*Work instructions*
Collect every line in the entries below that contains the string "clear", and copy each one. Case counts.

*Entries shown*
— START —
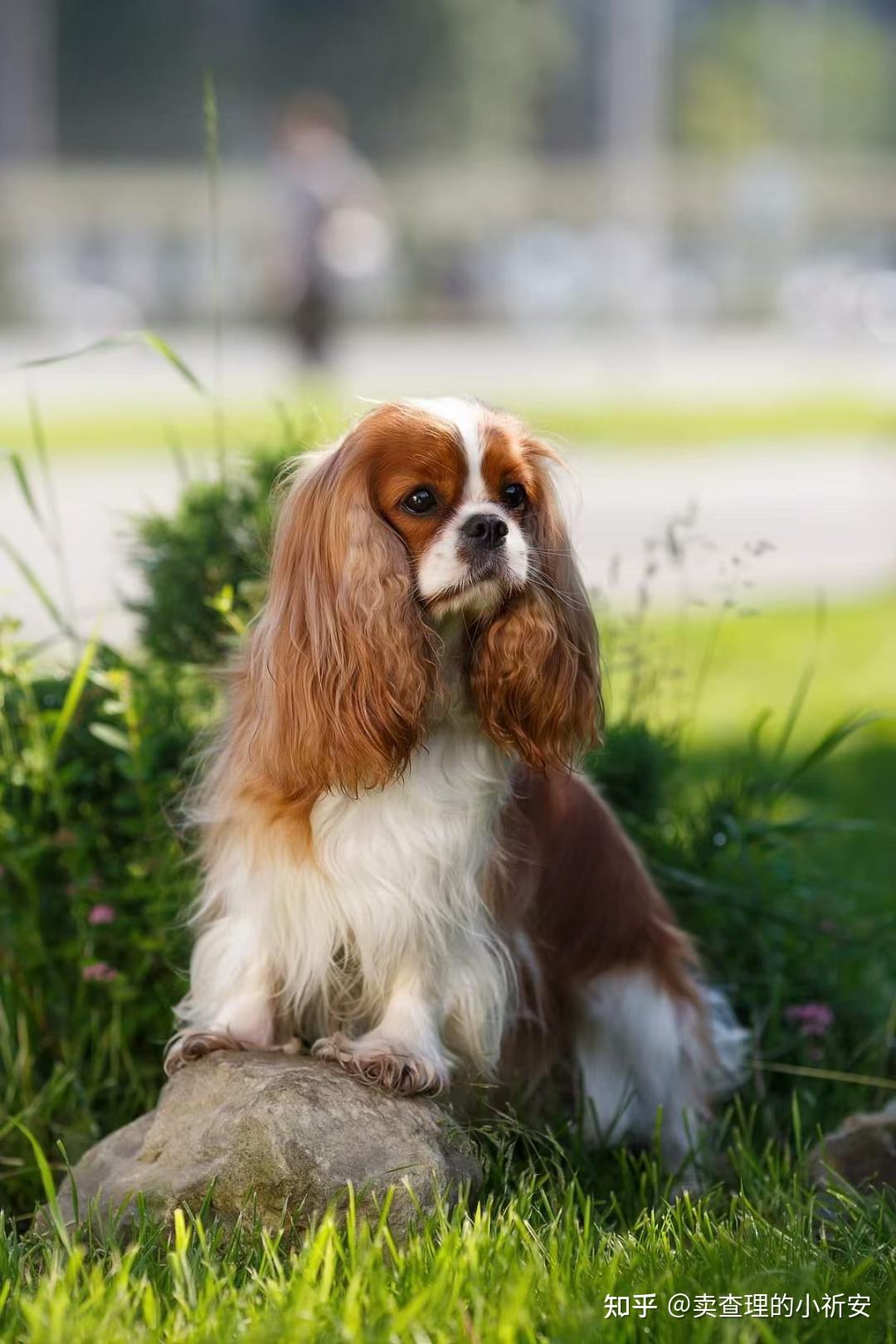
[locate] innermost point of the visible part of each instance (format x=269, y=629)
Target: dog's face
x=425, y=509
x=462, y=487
— END —
— START —
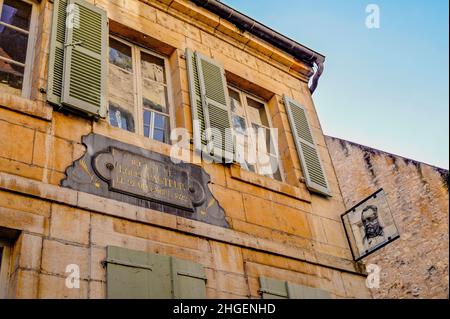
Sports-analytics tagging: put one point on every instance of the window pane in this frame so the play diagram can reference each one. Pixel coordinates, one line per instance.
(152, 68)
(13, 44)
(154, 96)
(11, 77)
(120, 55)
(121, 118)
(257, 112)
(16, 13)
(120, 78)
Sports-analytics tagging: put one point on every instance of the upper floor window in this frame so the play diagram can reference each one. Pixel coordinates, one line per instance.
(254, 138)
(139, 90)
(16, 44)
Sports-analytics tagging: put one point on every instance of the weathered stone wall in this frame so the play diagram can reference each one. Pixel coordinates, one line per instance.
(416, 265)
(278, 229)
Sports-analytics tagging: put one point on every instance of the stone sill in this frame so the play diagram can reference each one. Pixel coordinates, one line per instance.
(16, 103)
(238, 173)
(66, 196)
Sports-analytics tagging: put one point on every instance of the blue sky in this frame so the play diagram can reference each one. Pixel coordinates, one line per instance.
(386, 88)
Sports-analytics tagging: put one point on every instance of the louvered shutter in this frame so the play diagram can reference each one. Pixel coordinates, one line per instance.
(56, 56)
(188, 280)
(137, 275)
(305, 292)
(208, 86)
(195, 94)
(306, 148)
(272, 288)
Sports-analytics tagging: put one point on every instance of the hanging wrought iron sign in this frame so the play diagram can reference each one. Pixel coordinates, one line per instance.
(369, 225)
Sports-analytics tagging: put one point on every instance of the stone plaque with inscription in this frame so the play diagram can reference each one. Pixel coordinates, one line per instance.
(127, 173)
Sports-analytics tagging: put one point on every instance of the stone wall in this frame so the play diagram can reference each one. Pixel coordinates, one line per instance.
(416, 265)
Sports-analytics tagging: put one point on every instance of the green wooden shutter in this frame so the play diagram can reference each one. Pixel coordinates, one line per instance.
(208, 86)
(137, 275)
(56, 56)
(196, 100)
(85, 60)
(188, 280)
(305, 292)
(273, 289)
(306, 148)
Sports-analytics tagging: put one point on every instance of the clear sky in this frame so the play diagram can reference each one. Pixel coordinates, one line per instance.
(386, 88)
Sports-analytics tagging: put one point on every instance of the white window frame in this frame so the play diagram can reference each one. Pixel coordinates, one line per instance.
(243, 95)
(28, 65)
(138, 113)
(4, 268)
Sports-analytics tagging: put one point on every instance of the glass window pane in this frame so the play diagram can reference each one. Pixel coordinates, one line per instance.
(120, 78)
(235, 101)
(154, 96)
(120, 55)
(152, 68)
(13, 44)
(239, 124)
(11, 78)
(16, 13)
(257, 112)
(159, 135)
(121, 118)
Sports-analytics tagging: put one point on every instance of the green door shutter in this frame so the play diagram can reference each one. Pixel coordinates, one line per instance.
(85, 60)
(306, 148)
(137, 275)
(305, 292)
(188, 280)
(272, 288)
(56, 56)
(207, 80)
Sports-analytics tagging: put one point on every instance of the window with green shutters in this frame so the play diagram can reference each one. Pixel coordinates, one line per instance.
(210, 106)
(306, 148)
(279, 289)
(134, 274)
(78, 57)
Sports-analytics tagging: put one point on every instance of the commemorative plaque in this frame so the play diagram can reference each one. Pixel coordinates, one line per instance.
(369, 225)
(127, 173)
— END —
*Task response*
Sports-analytics tagging: put one point on every instance of the clear sky in this frame so the play diagram can reference each one. Pixel coordinates, one line per instance.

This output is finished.